» Текст для изучения:
*-*-*
Подавить небесное пламя, единственную силу, которая вызывает взаимодействие души и тела, и в то же время пытаться сохранить их союз! Как это бессмысленно, мой дорогой Альвар! Этими душевными движениями необходимо управлять, но иногда приходится уступать им. Если противодействовать им, возмущать их, они разом вырываются на волю, и наш рассудок не знает, как подступиться к ним[719].
*-*-*
» Представленные записи:

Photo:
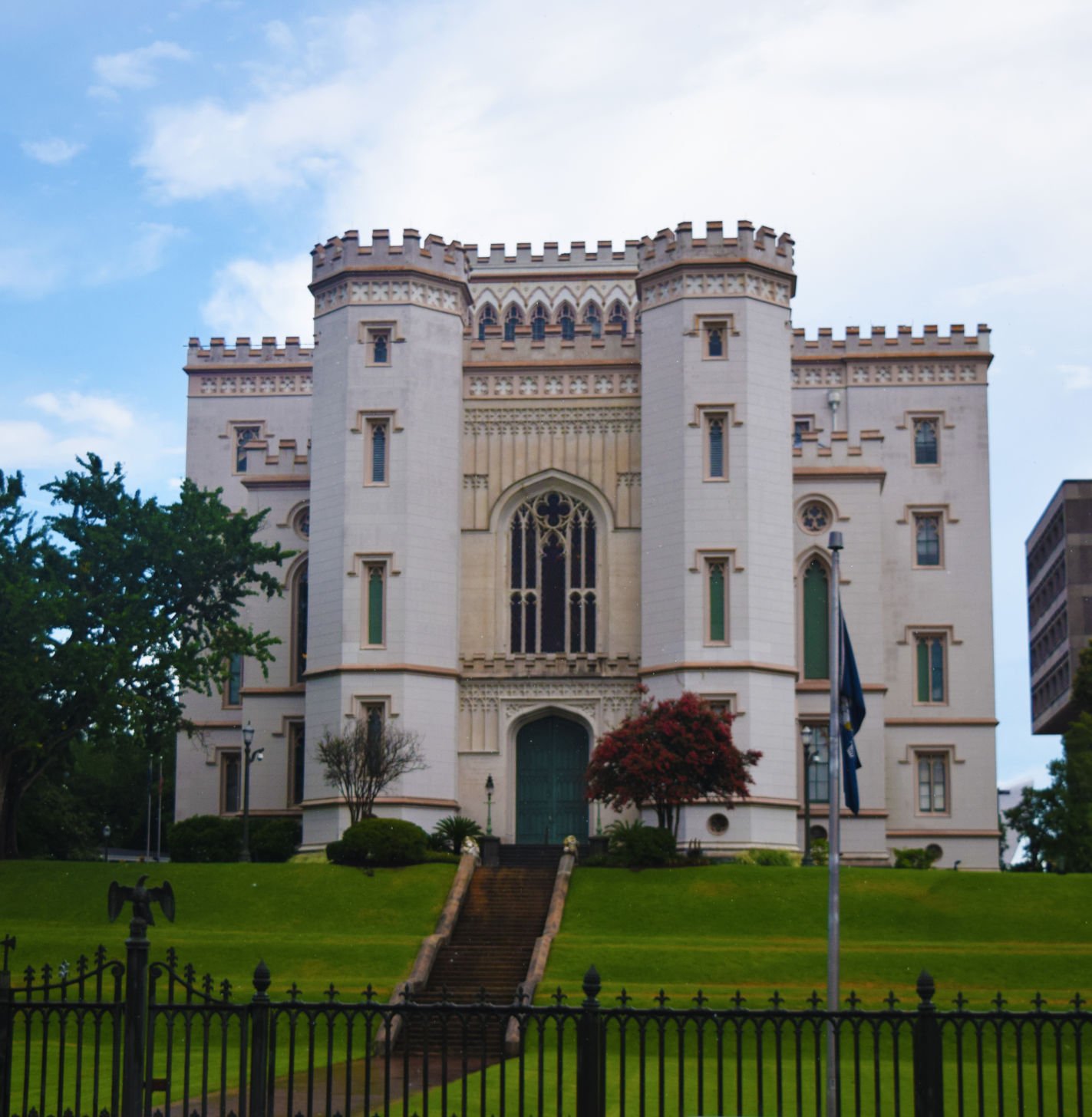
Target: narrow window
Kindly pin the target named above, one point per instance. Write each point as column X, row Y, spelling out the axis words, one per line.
column 568, row 322
column 377, row 451
column 619, row 318
column 300, row 626
column 816, row 621
column 242, row 437
column 714, row 448
column 927, row 539
column 374, row 577
column 538, row 323
column 932, row 783
column 487, row 321
column 233, row 690
column 931, row 683
column 296, row 763
column 717, row 598
column 925, row 443
column 230, row 768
*-*-*
» Условие задания:
Что происходит с душевными движениями, если им противодействовать и возмущать их? Ответьте, пожалуйста, по тексту для изучения.

» Решение задания:
Они разом вырываются на волю, и наш рассудок не знает, как подступиться к ним.